§ Aim: Can you rewrite the data below, replacing each "Objective" with "Goal" and leaving everything else unchanged?

**** Records provided

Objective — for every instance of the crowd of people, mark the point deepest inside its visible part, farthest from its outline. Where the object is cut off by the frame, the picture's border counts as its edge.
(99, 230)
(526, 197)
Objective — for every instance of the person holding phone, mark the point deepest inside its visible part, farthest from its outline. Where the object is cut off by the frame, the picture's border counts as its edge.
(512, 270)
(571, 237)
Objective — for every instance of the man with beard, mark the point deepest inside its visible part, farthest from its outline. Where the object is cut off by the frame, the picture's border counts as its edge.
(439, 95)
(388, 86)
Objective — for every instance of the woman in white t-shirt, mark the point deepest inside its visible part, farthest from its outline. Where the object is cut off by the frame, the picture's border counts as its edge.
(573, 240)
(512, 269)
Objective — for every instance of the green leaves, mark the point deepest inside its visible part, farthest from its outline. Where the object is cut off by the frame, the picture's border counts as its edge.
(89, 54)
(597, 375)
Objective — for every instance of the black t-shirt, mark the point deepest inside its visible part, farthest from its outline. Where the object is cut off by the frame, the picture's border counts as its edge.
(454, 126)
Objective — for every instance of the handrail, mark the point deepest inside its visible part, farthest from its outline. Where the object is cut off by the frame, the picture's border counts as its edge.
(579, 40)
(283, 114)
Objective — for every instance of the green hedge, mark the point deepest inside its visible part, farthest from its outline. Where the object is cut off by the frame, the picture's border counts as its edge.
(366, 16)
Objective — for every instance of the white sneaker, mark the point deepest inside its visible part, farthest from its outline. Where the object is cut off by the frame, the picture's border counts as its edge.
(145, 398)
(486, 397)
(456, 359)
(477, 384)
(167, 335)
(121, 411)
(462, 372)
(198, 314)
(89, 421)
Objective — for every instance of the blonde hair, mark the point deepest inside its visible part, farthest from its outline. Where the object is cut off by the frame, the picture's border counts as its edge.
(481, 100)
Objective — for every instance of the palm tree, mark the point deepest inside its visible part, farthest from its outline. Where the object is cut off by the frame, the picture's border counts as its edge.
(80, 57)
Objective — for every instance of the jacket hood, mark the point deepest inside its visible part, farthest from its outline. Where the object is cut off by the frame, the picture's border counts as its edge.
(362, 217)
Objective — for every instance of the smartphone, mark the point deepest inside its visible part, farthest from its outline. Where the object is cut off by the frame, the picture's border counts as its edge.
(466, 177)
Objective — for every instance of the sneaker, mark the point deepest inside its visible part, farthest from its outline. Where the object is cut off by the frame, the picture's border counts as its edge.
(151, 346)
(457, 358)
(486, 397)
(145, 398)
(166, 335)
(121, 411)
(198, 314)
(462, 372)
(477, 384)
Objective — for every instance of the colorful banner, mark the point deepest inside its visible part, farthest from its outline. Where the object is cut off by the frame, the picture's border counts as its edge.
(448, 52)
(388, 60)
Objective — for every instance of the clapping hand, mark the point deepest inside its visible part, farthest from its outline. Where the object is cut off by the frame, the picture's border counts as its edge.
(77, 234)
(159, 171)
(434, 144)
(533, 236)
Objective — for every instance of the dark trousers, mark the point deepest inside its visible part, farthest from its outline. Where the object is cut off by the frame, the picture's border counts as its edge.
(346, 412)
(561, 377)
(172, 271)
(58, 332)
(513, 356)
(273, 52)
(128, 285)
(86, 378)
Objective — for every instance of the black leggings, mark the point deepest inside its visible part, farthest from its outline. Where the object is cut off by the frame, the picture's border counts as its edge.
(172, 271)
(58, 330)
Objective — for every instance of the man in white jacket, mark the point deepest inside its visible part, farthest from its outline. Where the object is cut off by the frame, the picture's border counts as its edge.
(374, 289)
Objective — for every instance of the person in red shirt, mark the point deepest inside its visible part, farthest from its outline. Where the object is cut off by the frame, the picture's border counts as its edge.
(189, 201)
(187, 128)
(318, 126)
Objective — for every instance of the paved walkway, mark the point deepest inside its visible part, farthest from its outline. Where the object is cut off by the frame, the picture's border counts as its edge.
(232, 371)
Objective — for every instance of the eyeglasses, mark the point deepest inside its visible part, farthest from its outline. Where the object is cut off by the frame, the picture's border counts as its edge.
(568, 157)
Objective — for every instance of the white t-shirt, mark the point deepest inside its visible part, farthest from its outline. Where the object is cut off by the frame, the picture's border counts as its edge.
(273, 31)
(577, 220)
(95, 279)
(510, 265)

********

§ Result of this task:
Goal — for every instance of the crowd of people, mark the point deepest inside its visible part, farthest from its outline. Where the object is cut off by the frame, the picture's border counts as its edge.
(99, 230)
(526, 197)
Goal — for every instance of the person holding phone, mark the point deepest inside its visible part, farthest from its outline. Where the object is cut off by the frame, the picture's border counts as its edge.
(512, 270)
(571, 237)
Goal — for every instance of the man with beard, mark the point deepest inside its visible part, farthest from its outline. Where the object is cut off by the frame, the picture's border counts as its edge.
(439, 95)
(388, 86)
Goal — for every instance of the woman in white t-shirt, mark the point deepest inside its visible part, farthest from its outline. Where the object is cut off by the frame, the picture's border counts as its edge.
(573, 240)
(512, 269)
Goal — for every instance of the green leaves, mark the point deepest inside its visible part, farthest from its outline. Where the object is cut off by the frame, the picture's border counts as its edge.
(89, 54)
(597, 375)
Goal — for every instance of the black t-shirt, mark the point deepest inside its visible part, farthest from its outline. Where the object is cut off by the frame, the picture's border counts as its edge.
(454, 126)
Goal — for every instance of the handrail, mark the point deepest inside its visible part, farthest from its outline. Where the object is cut off by the frame, the picture's border counts as its edge.
(579, 40)
(283, 114)
Goal — for every instance of the green hedge, mark the point deepest inside its visible part, farthest from its outline. Where the object is cut off by the frame, the picture's border counts as its edge.
(366, 16)
Goal — for every instance of the white sneaker, mark the point deepest inside its visible part, farthest from its outline. Where the object is cut off by the frame, the picture's border counts as its edge.
(145, 398)
(486, 397)
(456, 359)
(477, 384)
(167, 335)
(121, 411)
(462, 372)
(198, 314)
(89, 421)
Goal — for every instance of the blonde hair, mark the point deepest inside its visible part, farthest from its outline. Where the object is cut off by the frame, the picture's border counts as its edge.
(481, 100)
Goal — for every instance of the palm tree, mark the point deepest inside its visible part, farthest from its outline. Where the object is cut off by the frame, the picture's border counts as its edge.
(80, 57)
Goal — for every instance of the jacket hood, mark the point deepest inside its visible part, farthest from its outline. Where the object is cut off by the frame, the picture's border counts as its edge.
(362, 217)
Goal — for every instance of the smartphone, mark the point deepest inside its visible part, farthest from its outline. Where the object is cut off by the frame, the picture's border counts as its edge.
(466, 177)
Goal — for every instance of the sneaker, mark the point deepest inside its visible part, farthest from its outline. Where the object is cut off by the frame, the picture's border counts as its edge.
(151, 346)
(457, 358)
(486, 397)
(145, 398)
(166, 335)
(121, 411)
(198, 314)
(462, 372)
(477, 384)
Goal — for every instance of the colorful banner, mark the point deepest inside its visible part, farthest from its outline. Where the object is cut off by the frame, the picture's border counts as its edge.
(448, 52)
(388, 60)
Goal — for every instance of the clapping hand, mark the point deepest inside its visible part, farthest from its outline. Where the object is cut off by the frame, the picture's border counts as its edge.
(77, 234)
(159, 171)
(434, 144)
(533, 236)
Goal — for every instance of the dark trousers, mark the point deepest inside its visible part, farthest from its outline. Where the object is cut off by the frame, the picture's border counts as its edge.
(346, 412)
(561, 377)
(172, 271)
(58, 332)
(513, 356)
(273, 52)
(128, 285)
(86, 378)
Goal — for every instance of the black leggings, mark the point deepest inside its visible part, farthest from its outline. Where the object is cut off by the frame, the picture's border counts as its edge.
(172, 271)
(58, 330)
Goal — for every instance of the man in white jacket, mark the point deepest inside its visible part, farthest from its outline. Where the object is cut off by the frame, the picture's border counts as its edge.
(374, 289)
Goal — for every instance of the person in red shirt, mark the point deepest inside its visible part, farthest from its outline. Where the object is cut off by the frame, the picture's border counts as its edge.
(189, 201)
(187, 128)
(318, 126)
Goal — for every instance of the paved walkway, mark the point deepest inside its visible part, farthest from its outline. Where the object is cut off by the frame, the picture's border counts as its edge.
(232, 371)
Goal — for every instance of the eyeglasses, mark the point deepest inside its visible part, farthest from its outline. Where the object is cut off by the frame, the picture's border counts as its edge.
(568, 157)
Goal — for every instance of the white t-shirt, mark the point deepest inside its visible part, farthest from its outline. Where the object is cut off by the frame, the picture's border counts as its edge.
(273, 31)
(577, 220)
(95, 279)
(510, 265)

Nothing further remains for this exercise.